» **Texto fornecido**
⟨
As ideias foram defendidas num painel integrado na primeira conferência Local Summit que, além de Carlos Coelho, juntou Hugo Luís, presidente da Câmara Municipal de Mafra, e João Leite, presidente da Câmara Municipal de Santarém, que destacou que o marketing territorial tem de ser encarado enquanto uma “ferramenta fundamental” na promoção dos territórios.

Segundo João Leite, é importante que os municípios promovam os seus componentes positivos para a atração de investimento, talento e também turismo. O autarca referiu ainda que Santarém está a ter o maior investimento privado das últimas décadas – no conjunto de diferentes setores, que vão desde o da saúde, ao hoteleiro ou de comércio –, como consequência da aposta da autarquia na promoção do concelho.

No entanto, “todos os orçamentos em marketing e comunicação [nas autarquias] são sempre residuais”, concedeu o autarca. Com um orçamento de 90 milhões de euros, o investimento que a autarquia de Santarém faz em comunicação e marketing não ultrapassa os 200/300 mil euros anuais, enumerou.

O caso de Mafra “é muito semelhante”, apontou, por sua vez, Hugo Luís, presidente da Câmara Municipal, afirmando que os valores investidos em comunicação e marketing “andam muito próximos dos 200 mil euros”.

Carlos Coelho defendeu ainda que o valor para o país será tanto quanto a sua capacidade de se “desfocar” de Lisboa e do Porto, uma vez que é necessário “olhar para as riquezas que há no resto do país, para atrair pessoas, investimento e turismo”.

O presidente da Ivity Brand Corp apontou que onde há “projetos com mais inteligência” não é em Lisboa e Porto e que os fatores de atração não passam só pelo dinheiro, mas também por ser um sítio onde se quer que os filhos crescem, onde haja “esperança de futuro”. Para isso, estes territórios precisam de ter academia, uma base empresarial multinacional, e um bom pilar social (onde se enquadra a saúde, educação, mobilidade) — ou seja, qualidade de vida, disse.

“O sítio onde mais encontrei esperança de futuro foi em Braga”, exemplificou Carlos Coelho, acrescentando que, na verdade, o país “está salpicado de exemplos fantásticos”.

Se queremos desenvolver o país é preciso apostar numa rede forte de segundas cidades. Em que se vá para outras cidades não porque não se arranja casa em Lisboa, mas porque têm um conjunto de incentivos“, concluiu o presidente da Ivity Brand Corp.

Questionado quanto à forma de possibilitar um passa-palavra dessa “esperança de futuro”, Carlos Coelho disse que isso pode ser feito através de uma ligação à comunicação social, ou com a criação de polos de agregação de municípios para criar promoções fortes, tendo até em conta que, por vezes, as comunidades intermunicipais (CIM) em que estes estão agregados são “casamentos obrigatórios, em que não se respeita a identidade dos municípios”.

Como bom exemplo, Carlos Coelho deu o conjunto dos concelhos de Braga, Barcelos e Guimarães, onde existe um “mapa identitário” para construir, com história, cultura e inovação.
⟩
» **Itens listados num conjunto de dados**
⟨
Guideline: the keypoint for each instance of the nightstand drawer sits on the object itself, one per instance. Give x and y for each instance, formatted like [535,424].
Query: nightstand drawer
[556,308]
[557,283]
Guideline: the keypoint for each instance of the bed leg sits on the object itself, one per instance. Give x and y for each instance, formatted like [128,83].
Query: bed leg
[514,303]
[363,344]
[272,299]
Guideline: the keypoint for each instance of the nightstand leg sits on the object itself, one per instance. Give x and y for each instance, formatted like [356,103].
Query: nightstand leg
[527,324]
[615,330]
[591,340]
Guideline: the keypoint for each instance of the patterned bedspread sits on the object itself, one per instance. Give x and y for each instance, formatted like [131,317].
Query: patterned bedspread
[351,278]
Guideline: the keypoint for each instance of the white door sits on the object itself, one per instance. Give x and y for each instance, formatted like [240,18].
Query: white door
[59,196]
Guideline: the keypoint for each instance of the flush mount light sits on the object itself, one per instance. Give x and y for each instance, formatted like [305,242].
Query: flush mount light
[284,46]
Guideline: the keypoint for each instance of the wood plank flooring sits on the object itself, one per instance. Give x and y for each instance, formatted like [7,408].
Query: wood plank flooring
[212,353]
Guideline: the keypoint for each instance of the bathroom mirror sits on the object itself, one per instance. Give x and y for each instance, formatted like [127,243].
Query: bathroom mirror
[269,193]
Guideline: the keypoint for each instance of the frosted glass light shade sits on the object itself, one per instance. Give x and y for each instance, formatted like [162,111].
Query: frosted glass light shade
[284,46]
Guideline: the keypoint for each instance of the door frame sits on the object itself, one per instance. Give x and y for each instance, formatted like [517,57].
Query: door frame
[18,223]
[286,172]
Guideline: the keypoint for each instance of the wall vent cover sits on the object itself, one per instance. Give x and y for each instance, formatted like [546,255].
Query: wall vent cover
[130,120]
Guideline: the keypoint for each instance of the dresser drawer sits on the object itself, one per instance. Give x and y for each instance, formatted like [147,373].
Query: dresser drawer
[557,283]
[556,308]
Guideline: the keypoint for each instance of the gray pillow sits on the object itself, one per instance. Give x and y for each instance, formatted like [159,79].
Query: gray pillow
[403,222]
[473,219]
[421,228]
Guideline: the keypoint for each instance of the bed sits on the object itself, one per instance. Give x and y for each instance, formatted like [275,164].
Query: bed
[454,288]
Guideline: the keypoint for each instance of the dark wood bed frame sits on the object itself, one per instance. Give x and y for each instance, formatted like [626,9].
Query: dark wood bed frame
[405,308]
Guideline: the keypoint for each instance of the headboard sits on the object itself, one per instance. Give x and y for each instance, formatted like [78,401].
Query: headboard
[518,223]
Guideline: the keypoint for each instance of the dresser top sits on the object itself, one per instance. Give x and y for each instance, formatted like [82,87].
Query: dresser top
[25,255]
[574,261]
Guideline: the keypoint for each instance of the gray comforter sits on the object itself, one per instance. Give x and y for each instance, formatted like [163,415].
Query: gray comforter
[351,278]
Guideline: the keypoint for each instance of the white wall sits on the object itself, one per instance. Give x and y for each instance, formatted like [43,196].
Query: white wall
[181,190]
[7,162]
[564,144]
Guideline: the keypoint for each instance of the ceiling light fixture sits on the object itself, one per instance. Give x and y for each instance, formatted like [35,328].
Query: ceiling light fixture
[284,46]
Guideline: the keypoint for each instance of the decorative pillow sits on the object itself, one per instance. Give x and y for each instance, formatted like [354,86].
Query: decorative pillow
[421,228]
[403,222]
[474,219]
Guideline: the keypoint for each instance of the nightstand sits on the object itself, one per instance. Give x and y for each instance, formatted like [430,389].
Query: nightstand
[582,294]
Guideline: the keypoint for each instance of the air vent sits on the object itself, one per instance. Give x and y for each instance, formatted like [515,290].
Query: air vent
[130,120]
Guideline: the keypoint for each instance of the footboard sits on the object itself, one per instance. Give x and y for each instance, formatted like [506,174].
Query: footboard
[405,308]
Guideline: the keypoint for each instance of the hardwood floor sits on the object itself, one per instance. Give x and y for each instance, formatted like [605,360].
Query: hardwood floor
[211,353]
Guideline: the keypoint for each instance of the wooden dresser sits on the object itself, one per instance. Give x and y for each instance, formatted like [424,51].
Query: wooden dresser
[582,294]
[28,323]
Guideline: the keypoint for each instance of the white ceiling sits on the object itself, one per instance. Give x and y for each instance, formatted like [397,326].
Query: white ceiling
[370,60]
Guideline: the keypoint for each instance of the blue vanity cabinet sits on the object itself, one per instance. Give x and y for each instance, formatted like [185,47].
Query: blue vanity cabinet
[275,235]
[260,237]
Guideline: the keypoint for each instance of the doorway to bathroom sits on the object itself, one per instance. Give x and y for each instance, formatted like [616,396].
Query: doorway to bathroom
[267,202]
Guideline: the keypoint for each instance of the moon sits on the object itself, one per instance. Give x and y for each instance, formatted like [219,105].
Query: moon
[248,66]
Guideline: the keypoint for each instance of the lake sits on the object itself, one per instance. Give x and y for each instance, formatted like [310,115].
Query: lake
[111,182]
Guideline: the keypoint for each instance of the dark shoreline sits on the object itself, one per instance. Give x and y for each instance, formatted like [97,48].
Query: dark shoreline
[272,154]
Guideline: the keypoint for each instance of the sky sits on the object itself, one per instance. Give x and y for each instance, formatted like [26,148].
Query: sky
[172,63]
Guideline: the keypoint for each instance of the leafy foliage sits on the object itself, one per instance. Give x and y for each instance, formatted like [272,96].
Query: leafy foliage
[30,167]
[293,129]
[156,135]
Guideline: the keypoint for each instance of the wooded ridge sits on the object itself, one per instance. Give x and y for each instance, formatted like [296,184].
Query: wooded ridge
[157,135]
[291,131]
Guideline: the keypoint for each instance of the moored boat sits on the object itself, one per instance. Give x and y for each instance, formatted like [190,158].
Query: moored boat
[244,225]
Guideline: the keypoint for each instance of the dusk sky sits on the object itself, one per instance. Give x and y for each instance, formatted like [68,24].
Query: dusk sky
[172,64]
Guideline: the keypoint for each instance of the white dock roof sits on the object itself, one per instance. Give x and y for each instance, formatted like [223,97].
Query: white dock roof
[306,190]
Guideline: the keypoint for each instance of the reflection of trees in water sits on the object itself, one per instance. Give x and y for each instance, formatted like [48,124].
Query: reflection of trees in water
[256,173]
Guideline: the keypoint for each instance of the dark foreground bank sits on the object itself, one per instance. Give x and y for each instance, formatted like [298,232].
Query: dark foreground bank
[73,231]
⟩
» **Ações necessárias**
- a) Responda com base no texto sobre marketing territorial:
(i) Qual é o valor do orçamento da autarquia de Santarém?
(ii) A quanto chega, segundo Hugo Luís, o investimento de Mafra em comunicação e marketing?
(iii) Que concelhos Carlos Coelho apresentou como bom exemplo de conjunto?
- b) Localize na listagem todas as linhas que contêm a palavra "hardwood", tendo em conta a diferença entre maiúsculas e minúsculas.

» **Soluções dos exercícios**
- a)
(i) 90 milhões de euros.
(ii) Anda muito próximo dos 200 mil euros.
(iii) Braga, Barcelos e Guimarães.

- b)
Guideline: the keypoint for each instance of the hardwood floor sits on the object itself, one per instance. Give x and y for each instance, formatted like [605,360].
Query: hardwood floor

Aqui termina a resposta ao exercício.